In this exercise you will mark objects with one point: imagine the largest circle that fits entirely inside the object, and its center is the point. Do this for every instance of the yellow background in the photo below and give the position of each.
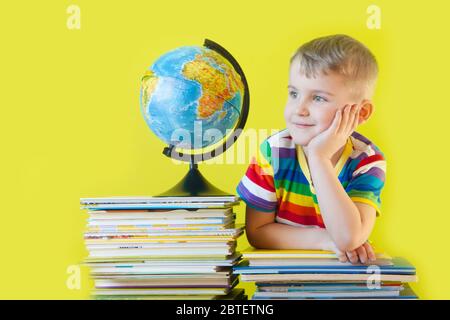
(71, 125)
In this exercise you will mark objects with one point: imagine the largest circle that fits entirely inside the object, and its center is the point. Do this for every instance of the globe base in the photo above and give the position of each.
(194, 184)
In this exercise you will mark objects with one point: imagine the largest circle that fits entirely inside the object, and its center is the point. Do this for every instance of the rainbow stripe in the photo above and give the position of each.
(278, 179)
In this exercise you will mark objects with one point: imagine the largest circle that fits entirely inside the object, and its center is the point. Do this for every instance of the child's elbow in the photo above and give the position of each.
(349, 243)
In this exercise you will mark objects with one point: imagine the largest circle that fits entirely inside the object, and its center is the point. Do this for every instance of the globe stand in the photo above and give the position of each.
(193, 183)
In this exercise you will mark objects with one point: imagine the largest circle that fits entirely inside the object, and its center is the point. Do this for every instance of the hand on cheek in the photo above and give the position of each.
(328, 142)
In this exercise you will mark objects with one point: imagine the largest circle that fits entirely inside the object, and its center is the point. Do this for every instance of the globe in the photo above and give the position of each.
(191, 97)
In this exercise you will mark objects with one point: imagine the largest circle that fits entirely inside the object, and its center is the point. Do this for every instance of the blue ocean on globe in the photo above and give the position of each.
(189, 92)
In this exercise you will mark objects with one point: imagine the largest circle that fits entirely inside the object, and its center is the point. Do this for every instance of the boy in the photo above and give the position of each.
(316, 184)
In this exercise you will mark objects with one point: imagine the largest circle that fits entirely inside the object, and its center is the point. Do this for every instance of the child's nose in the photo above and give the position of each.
(303, 109)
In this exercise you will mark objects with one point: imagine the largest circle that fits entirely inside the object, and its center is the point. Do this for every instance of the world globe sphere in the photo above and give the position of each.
(188, 92)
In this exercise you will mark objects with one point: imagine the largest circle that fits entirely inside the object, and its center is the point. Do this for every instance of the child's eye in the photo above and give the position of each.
(319, 99)
(293, 94)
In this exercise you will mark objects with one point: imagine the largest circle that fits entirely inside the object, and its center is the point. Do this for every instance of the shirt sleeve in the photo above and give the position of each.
(257, 188)
(367, 181)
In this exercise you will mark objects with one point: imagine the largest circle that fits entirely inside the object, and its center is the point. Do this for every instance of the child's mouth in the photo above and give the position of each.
(302, 125)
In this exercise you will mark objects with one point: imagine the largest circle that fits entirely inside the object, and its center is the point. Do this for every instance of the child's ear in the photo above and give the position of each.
(366, 111)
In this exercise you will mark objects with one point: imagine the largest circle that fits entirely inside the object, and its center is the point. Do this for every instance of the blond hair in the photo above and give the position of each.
(341, 54)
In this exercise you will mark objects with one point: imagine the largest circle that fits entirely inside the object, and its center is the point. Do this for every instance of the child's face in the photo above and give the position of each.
(313, 102)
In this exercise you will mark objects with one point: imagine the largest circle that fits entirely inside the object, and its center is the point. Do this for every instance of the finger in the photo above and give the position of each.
(342, 257)
(355, 120)
(362, 254)
(352, 256)
(336, 121)
(370, 252)
(345, 118)
(351, 119)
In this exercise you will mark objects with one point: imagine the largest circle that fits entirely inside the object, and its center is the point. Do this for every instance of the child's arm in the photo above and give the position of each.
(348, 223)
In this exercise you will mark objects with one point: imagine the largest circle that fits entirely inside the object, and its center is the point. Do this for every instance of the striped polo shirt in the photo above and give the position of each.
(278, 178)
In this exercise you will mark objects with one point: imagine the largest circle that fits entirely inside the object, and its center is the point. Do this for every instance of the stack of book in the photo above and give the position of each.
(162, 247)
(305, 274)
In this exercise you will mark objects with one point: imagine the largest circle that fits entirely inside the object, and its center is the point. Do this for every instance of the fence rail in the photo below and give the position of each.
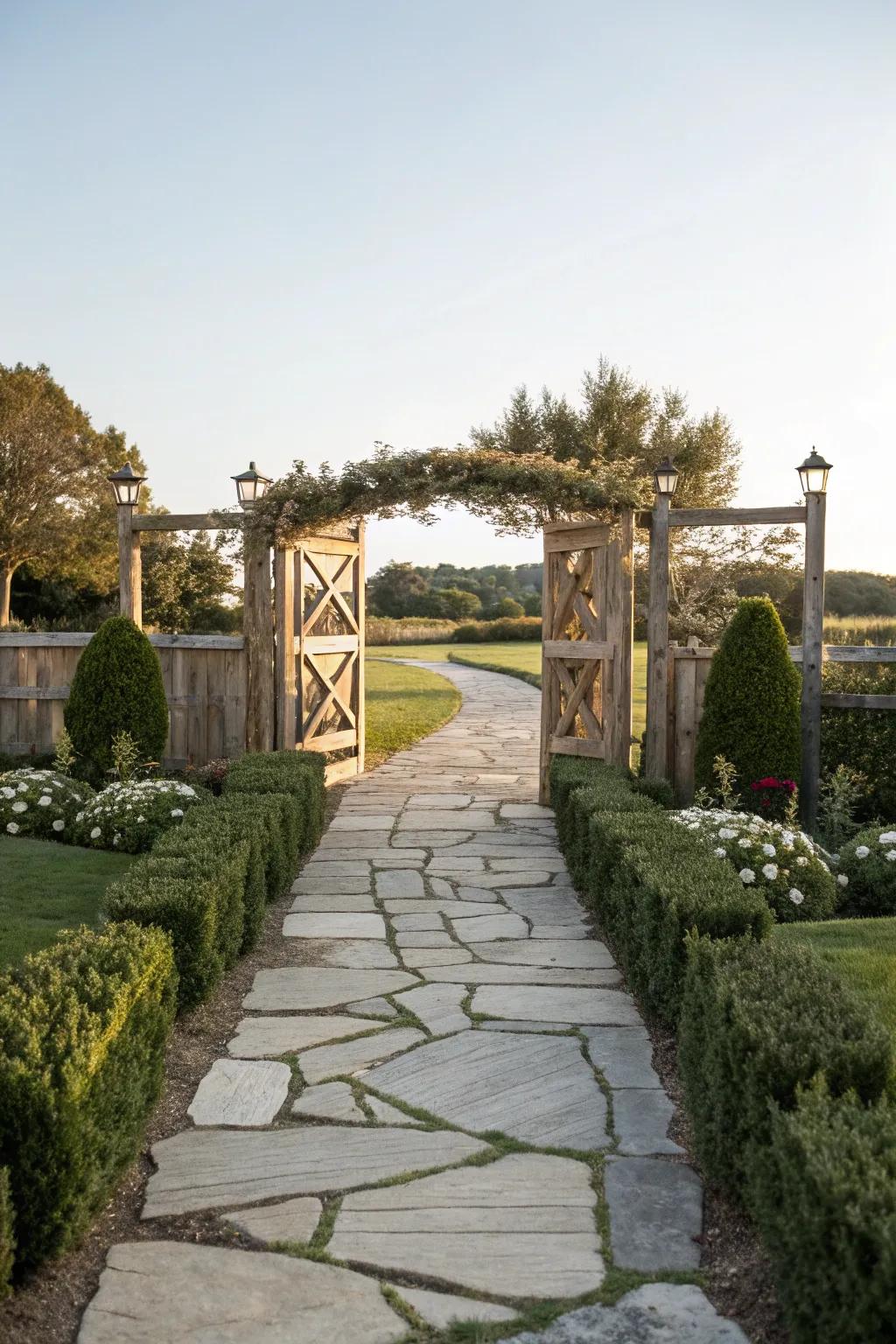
(205, 677)
(687, 671)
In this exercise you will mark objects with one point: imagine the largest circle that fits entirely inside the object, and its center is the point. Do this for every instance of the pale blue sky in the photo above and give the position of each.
(283, 230)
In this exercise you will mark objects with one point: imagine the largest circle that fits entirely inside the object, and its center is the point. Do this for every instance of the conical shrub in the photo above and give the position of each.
(751, 706)
(117, 687)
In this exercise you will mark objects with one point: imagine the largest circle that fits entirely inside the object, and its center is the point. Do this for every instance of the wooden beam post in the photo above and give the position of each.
(258, 631)
(130, 566)
(813, 659)
(285, 646)
(361, 642)
(655, 766)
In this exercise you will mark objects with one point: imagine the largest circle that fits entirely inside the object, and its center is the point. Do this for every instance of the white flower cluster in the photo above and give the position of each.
(130, 816)
(767, 854)
(40, 802)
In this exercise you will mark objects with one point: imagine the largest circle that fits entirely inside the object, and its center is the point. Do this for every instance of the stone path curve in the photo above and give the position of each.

_Problem details_
Beginning with the line that contains "of the white", repeat every line through the end of the records and nothing more.

_Full response_
In this exercise you will mark objects with one point: imagine the largest circle that fits entirely inside the object, and its center is the point. Do this for every instance of the white flower cluster in the photo above and give the position of each.
(130, 816)
(767, 854)
(40, 802)
In this exercise you will mark objects with one point: imagine the largest circle that fits entirely inside the object, and its center is the point. Do this for every instance of the stone path curve in the photo above and give the position of each.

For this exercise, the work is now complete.